TEXT PASSAGE:
When Natalie Wells and her husband put their Westchase home on the market in November 2020, they were worried the coronavirus might scare off would-be buyers and their older home would take a while to sell. But after one day of showings, they netted five offers all above the asking price.
Good news? For a short time. Then, they were faced with the challenge of finding a new home in one of the most frenzied markets Houston has ever seen. Homes were coming under contract faster than they could make lists of properties that interested them. When they got there on time to make an offer, they were outbid.
They finally landed their dream townhome in East Downtown, but there was a catch: they had to lease it back to the sellers while the sellers searched for another home. Wells and her husband, Michael Crone, stayed with family briefly and then spent two-months in a 400-square-foot Airbnb before moving into their property.
“It was such a roller coaster of emotions to really not know what your future was going to look like,” said Wells, 33. “It was probably one of the most stressful things that we’ve ever done.”

PROBLEM SET:
1) In the home-buying story, why did Wells and her husband worry when they put their Westchase home on the market? Answer in one to three sentences.
2) Write out the part of the home-buying story that begins at the words "Good news? For" and stops after "they were outbid.".
3) Continue the home-buying story from the point where it stops.
The records aren't needed for any of this.

[Pointing data for regions]
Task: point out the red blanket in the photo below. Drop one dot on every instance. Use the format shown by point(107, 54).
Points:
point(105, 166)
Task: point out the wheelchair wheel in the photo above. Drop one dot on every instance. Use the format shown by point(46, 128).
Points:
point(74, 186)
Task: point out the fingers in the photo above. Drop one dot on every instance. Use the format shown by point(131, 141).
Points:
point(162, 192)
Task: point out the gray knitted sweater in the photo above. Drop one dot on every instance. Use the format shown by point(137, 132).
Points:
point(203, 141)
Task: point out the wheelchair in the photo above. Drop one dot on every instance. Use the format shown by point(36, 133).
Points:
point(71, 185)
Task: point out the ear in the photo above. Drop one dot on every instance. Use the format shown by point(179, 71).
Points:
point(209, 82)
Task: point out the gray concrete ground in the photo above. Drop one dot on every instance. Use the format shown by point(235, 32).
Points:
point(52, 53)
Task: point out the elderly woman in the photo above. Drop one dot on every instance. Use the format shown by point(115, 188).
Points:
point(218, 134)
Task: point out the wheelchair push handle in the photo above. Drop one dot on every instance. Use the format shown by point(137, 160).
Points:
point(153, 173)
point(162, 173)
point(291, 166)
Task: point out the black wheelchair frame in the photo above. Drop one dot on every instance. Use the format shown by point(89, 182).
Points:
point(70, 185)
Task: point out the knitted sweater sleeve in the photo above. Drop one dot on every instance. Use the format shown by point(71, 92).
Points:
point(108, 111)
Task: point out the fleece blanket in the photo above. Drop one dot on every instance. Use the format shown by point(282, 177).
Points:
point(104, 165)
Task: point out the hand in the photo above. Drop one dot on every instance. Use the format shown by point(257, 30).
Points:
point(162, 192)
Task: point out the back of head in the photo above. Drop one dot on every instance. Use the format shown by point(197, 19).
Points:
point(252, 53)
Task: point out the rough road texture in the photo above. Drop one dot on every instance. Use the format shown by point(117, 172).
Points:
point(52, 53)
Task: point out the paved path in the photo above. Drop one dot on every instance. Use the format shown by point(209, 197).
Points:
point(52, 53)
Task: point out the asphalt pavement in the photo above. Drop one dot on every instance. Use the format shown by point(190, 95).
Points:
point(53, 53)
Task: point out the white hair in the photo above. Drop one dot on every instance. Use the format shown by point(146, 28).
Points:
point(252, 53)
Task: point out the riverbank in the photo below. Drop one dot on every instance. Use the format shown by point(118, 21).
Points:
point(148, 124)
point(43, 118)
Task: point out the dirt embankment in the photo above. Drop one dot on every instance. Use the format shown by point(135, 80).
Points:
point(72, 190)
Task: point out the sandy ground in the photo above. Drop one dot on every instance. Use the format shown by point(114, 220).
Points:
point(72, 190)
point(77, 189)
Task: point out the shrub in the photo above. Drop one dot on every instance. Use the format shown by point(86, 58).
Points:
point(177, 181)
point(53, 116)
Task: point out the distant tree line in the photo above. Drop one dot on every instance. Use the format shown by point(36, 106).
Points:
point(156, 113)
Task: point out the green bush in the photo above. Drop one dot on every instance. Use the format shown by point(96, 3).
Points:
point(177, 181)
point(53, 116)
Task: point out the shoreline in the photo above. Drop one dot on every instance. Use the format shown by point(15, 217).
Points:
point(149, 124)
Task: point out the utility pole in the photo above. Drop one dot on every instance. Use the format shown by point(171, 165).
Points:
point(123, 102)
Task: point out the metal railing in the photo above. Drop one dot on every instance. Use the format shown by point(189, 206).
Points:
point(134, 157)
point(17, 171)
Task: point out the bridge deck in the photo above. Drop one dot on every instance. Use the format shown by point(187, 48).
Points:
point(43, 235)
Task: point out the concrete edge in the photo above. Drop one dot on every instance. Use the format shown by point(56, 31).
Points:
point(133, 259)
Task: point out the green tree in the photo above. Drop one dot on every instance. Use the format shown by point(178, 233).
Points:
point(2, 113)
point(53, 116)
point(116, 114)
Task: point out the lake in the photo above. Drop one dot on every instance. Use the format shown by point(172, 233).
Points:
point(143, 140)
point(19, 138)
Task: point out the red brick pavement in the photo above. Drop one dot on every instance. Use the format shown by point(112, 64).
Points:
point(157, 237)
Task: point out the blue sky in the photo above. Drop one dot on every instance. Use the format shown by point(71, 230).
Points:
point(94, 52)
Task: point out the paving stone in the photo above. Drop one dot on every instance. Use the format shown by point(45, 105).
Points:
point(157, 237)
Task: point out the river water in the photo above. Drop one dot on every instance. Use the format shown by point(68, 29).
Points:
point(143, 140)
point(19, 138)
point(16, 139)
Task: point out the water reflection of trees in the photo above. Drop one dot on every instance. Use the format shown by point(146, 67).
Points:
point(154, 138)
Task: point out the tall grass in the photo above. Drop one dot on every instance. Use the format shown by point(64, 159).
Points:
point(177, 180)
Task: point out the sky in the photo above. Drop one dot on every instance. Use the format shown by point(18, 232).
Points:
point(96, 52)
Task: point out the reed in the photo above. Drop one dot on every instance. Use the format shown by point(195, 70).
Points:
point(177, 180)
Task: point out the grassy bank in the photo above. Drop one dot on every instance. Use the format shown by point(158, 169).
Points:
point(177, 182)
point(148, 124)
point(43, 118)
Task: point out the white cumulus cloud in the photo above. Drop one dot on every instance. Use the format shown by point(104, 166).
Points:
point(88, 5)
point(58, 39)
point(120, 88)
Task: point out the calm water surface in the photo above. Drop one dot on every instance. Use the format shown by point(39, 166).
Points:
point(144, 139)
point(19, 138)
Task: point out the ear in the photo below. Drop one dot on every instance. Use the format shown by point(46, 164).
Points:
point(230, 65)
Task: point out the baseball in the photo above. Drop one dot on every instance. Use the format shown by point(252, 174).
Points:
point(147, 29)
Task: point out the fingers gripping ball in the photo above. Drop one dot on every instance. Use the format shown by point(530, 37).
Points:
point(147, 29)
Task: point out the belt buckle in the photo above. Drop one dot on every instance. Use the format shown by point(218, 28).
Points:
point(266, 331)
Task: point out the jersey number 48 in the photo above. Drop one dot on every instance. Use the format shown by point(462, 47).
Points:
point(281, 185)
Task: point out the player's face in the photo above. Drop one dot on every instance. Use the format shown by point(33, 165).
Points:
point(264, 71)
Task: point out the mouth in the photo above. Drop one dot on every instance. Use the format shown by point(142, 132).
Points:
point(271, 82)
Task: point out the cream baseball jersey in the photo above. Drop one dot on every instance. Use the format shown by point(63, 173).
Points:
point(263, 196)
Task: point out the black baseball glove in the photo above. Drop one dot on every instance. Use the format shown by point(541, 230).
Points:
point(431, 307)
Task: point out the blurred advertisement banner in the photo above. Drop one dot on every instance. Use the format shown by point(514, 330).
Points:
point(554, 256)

SET OF ANSWERS:
1) They feared the coronavirus might scare off would-be buyers. They also worried that, as an older home, it would take a while to sell.

2)
Good news? For a short time. Then, they were faced with the challenge of finding a new home in one of the most frenzied markets Houston has ever seen. Homes were coming under contract faster than they could make lists of properties that interested them. When they got there on time to make an offer, they were outbid.

3)
The couple experienced both sides of a red-hot real estate market that set records for sales and prices in 2021, building off an equally torrid 2020. Sales of all homes, including condos and townhomes, jumped 13 percent in 2021 to more than 130,000 — only the third time in history that sales surpassed the 100,000-units threshold, the Houston Association of Realtors reported Wednesday.
Prices for single-family homes climbed more than 15 percent to a record annual median of $300,000.
Christine Salazar watches as her daughter Jiselle, 2, draws with chalk in the playroom of their new home, Wednesday, Jan. 12, 2022, in Katy. Salazar says the playroom has become her favorite room in the house since moving in just two weeks ago. Salazar and her husband lived with both of their parents at times while saving up to buy their own home. When they were finally ready to buy, they ended up submitting bids on forty different homes before finally succeeding on the house in Katy into which they just moved.
Mark Mulligan, Houston Chronicle / Staff photographer
“I’ve never seen anything like this in the time I’ve been in real estate and I hear the same thing from those who have been in real estate decades longer me,” said Jennifer Wauhob, chair of the Houston Association of Realtors Chair and team leader with Better Homes and Gardens Real Estate Gary Greene. “This has just been a two-year period that is unlike anything we’ve seen before.”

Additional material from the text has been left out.